- **EJERCICIO BREVE A**:
Transcribe sin alteraciones el tramo del fragmento sobre la infiltración que abarca desde "Además del narcotráfico, el" hasta "y a su hijo.".
━━━━━━━━━━━━━━━━━━━━━━━━━━━━━━
Además del narcotráfico, el tráfico de mujeres, la falsificación de documentos, etc., Sunny era un presunto veterano en el ejercicio del skimming. Traficaba con tarjetas de crédito falsas y tenía varios colaboradores españoles, propietarios de negocios en toda Murcia, que ponían a su disposición las TPV para poder ejecutar las estafas. Uno de ellos, que terminaría siendo detenido precisamente por este tipo de fraudes, era Francisco, el propietario de una tienda de bicicletas de Alcantarilla.

A estas alturas llevaba meses infiltrado entre traficantes de drogas, de armas, de mujeres o de documentos falsos. Al añadir el skimming a mi supuesto currículum delictivo sólo pretendía reforzar la credibilidad de mi personaje, en la última fase de esta investigación. Me había propuesto intentar comprar a Susy y a su hijo.

Pero antes de tentar a la suerte una vez más, necesitaba comprobar si existían otras opciones para liberar de sus proxenetas a una mujer traficada. Así que me reuní con Susy en la cafetería de la gasolinera situada junto al Eroski, punto de encuentro de las prostitutas y sus proxenetas. No podía imaginar que ésa sería la última vez en mi vida que iba a ver a la joven. Ella tampoco. Pero casualmente esa noche me regaló una foto de su hijo y eso me encogió el alma. Conecté la cámara oculta en el lavabo de la gasolinera y pasé al local, dispuesto a entrar a matar. Necesitaba plantearle a Susy mi intención de comprar su deuda, antes de enfrentarme a la negociación con su «dueño».
━━━━━━━━━━━━━━━━━━━━━━━━━━━━━━
- **EJERCICIO BREVE B**:
Recopila cada línea de los registros que contenga la cadena "lamp", teniendo en cuenta la distinción entre mayúsculas y minúsculas.
━━━━━━━━━━━━━━━━━━━━━━━━━━━━━━
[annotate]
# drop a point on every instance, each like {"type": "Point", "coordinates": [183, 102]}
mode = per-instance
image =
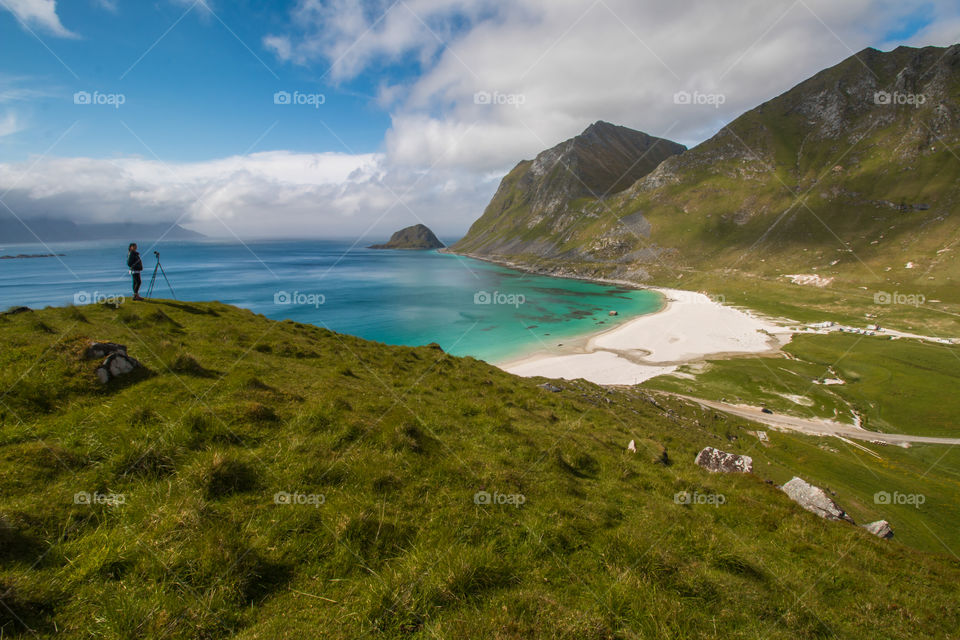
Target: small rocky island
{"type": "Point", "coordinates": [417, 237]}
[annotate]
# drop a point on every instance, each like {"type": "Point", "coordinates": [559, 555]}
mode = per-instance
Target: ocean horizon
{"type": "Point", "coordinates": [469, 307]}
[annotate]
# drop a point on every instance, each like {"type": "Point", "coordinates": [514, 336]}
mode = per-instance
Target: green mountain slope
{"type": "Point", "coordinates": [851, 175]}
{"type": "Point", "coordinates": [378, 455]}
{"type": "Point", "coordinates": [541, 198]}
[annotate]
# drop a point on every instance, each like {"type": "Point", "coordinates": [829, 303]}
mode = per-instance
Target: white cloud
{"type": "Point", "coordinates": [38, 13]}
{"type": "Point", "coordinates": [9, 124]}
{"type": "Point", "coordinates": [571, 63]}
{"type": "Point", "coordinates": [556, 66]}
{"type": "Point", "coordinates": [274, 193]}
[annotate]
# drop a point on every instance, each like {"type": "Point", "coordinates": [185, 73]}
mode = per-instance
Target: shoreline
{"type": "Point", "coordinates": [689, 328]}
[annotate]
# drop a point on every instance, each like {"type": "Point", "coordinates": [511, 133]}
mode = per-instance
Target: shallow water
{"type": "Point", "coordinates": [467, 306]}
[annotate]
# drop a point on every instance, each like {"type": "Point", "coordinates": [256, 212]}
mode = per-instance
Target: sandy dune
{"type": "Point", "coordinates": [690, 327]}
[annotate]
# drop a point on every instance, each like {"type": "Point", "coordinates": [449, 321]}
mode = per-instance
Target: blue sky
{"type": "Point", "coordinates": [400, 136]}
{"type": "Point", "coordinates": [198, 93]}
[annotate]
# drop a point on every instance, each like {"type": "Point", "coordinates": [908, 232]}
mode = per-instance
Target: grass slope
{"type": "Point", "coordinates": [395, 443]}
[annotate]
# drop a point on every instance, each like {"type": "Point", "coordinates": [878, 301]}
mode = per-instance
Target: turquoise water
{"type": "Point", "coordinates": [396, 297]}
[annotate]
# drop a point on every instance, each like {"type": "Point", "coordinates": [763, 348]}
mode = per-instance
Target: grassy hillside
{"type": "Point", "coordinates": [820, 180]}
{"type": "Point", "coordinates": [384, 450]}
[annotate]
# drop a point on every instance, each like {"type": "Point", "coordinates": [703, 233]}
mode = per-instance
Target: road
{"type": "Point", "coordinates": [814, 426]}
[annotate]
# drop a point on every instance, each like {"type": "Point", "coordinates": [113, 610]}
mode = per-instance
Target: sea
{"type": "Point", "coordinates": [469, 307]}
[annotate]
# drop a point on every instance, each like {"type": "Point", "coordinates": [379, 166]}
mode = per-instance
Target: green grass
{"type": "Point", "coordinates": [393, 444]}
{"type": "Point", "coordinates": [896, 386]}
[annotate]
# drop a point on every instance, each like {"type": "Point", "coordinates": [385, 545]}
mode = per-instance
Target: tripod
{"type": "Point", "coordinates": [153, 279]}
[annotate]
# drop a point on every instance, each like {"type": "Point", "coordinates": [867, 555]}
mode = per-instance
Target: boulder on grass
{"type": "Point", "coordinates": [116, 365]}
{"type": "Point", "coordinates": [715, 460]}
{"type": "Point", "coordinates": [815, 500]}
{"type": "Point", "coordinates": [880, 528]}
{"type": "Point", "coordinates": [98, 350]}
━━━━━━━━━━━━━━━━━━━━━━━━━━━━━━
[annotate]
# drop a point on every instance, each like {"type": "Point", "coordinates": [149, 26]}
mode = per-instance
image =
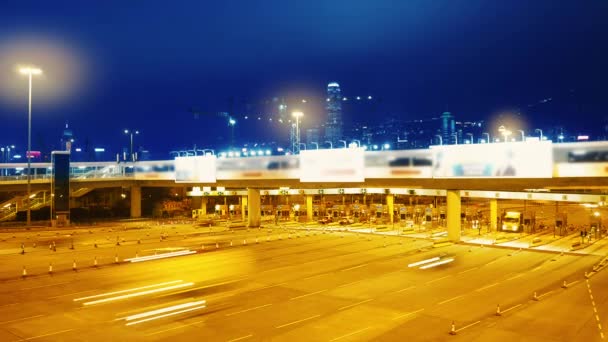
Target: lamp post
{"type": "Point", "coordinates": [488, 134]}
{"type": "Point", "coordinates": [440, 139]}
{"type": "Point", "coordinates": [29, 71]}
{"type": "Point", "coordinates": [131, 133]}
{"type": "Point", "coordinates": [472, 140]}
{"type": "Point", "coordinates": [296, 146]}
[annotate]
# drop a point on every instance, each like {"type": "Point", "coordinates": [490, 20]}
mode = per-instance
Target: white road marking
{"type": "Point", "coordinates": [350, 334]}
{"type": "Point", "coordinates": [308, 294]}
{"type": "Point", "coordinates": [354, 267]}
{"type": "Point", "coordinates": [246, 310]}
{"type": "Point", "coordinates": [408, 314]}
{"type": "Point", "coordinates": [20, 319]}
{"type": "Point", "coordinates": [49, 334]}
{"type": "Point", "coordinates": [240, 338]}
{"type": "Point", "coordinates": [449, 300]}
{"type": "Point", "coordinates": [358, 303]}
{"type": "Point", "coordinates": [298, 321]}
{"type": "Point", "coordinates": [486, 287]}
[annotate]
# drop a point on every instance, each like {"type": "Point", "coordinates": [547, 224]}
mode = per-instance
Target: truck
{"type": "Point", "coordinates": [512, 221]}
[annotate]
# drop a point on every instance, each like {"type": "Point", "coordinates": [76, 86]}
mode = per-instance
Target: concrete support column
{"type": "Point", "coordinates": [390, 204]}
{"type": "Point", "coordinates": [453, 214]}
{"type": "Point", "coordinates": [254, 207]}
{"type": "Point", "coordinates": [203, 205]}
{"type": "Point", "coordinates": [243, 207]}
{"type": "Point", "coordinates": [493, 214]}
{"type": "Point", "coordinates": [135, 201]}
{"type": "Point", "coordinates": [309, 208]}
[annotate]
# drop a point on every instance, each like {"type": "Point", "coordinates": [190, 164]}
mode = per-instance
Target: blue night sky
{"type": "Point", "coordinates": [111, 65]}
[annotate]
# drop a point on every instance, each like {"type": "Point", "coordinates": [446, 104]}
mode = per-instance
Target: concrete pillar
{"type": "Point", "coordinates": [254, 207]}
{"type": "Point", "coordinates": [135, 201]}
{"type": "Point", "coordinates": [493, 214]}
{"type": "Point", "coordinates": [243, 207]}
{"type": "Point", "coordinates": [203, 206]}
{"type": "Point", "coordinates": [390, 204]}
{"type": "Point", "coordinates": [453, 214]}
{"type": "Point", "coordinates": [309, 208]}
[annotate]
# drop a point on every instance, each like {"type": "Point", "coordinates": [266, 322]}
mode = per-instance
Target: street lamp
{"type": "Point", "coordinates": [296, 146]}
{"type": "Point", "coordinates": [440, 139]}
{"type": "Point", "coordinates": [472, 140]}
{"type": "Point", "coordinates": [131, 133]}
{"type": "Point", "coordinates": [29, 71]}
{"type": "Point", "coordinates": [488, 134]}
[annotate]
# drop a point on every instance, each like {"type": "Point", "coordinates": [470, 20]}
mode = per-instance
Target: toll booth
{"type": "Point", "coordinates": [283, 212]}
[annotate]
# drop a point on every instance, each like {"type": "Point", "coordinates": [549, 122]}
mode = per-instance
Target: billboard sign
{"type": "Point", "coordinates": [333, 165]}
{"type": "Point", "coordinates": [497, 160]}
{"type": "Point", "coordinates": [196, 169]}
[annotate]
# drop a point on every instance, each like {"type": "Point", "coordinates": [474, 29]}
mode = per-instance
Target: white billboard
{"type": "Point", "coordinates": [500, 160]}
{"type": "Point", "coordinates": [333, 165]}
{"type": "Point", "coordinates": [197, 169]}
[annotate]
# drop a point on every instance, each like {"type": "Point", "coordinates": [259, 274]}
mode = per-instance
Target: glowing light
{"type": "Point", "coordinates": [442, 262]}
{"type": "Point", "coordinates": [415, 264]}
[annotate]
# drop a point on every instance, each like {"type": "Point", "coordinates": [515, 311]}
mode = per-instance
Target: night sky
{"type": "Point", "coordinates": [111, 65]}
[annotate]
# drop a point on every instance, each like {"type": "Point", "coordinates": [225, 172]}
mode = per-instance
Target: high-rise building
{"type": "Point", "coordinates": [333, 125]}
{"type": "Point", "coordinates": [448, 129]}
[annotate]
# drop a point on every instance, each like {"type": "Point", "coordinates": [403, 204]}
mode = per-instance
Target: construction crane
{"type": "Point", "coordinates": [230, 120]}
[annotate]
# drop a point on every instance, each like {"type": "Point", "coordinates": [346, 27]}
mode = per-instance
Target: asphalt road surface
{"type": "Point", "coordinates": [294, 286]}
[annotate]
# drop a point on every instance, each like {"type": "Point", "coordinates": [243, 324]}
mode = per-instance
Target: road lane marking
━━━━━━━━━━━━━━━━━━━━━━━━━━━━━━
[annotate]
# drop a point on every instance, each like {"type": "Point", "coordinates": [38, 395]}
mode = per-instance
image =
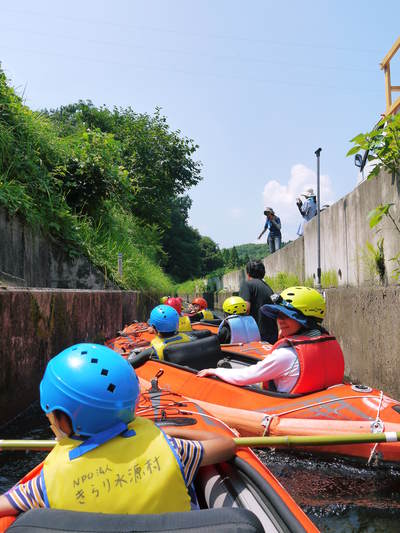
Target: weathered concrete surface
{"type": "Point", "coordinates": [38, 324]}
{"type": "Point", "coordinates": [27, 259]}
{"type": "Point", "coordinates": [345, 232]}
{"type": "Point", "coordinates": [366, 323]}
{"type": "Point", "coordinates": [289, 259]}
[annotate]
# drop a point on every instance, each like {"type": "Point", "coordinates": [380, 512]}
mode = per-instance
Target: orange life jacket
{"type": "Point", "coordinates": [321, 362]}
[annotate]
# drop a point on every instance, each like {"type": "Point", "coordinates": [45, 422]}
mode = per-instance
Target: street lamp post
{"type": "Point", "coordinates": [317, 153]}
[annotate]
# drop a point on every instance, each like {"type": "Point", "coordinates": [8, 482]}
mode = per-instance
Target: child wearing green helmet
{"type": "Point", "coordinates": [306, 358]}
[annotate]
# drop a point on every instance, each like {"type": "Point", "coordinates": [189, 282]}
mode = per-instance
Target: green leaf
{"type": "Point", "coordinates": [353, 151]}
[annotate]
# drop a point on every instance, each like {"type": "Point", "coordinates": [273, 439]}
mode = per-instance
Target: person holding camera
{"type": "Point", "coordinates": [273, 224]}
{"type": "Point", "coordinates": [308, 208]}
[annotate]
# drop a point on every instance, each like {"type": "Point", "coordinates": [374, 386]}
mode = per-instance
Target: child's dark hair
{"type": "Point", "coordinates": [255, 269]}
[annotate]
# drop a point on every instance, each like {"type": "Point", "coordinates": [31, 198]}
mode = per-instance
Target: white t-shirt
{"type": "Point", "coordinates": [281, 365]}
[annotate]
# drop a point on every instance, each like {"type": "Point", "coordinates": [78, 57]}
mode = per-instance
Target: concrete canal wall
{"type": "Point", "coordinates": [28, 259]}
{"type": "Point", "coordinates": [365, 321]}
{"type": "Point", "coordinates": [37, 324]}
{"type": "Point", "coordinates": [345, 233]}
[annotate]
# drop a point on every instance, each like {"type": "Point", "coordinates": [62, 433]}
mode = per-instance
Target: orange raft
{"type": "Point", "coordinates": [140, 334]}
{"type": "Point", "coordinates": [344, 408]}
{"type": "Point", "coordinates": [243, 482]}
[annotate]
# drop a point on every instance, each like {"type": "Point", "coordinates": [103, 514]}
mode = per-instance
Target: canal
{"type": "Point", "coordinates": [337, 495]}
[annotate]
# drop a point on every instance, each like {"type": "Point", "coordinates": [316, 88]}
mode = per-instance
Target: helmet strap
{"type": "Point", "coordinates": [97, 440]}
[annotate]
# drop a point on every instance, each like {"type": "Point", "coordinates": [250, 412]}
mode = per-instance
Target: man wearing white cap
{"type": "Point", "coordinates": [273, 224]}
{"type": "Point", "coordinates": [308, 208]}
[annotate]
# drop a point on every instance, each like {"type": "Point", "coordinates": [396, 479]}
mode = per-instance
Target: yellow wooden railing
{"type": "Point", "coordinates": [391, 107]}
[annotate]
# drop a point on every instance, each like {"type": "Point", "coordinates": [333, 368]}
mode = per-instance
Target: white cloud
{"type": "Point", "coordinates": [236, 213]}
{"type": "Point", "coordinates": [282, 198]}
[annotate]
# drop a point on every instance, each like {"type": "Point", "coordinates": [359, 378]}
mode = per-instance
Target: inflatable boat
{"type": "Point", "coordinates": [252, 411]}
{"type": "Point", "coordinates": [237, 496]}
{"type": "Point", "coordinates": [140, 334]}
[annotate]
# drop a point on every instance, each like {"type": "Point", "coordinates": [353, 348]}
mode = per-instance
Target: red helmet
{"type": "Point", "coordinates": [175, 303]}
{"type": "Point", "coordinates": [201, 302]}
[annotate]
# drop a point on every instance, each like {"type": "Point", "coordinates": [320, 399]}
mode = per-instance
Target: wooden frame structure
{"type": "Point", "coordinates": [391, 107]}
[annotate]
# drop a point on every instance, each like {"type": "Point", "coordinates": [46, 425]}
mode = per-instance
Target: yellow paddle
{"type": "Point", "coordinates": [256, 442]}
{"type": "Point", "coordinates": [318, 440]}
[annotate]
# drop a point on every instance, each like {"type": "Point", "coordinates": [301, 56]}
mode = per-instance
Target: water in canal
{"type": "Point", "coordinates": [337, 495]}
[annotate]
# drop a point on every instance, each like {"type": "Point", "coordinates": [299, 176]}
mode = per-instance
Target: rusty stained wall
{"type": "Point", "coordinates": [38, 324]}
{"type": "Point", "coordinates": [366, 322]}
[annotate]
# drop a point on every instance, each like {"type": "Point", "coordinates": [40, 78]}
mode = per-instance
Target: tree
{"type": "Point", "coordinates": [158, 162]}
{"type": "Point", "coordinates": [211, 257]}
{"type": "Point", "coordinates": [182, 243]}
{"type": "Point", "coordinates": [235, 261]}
━━━━━━━━━━━━━━━━━━━━━━━━━━━━━━
- **RESULTADO OBTENIDO A**:
Además del narcotráfico, el tráfico de mujeres, la falsificación de documentos, etc., Sunny era un presunto veterano en el ejercicio del skimming. Traficaba con tarjetas de crédito falsas y tenía varios colaboradores españoles, propietarios de negocios en toda Murcia, que ponían a su disposición las TPV para poder ejecutar las estafas. Uno de ellos, que terminaría siendo detenido precisamente por este tipo de fraudes, era Francisco, el propietario de una tienda de bicicletas de Alcantarilla.

A estas alturas llevaba meses infiltrado entre traficantes de drogas, de armas, de mujeres o de documentos falsos. Al añadir el skimming a mi supuesto currículum delictivo sólo pretendía reforzar la credibilidad de mi personaje, en la última fase de esta investigación. Me había propuesto intentar comprar a Susy y a su hijo.

- **RESULTADO OBTENIDO B**:
Target: lamp post
Target: street lamp
Target: street lamp post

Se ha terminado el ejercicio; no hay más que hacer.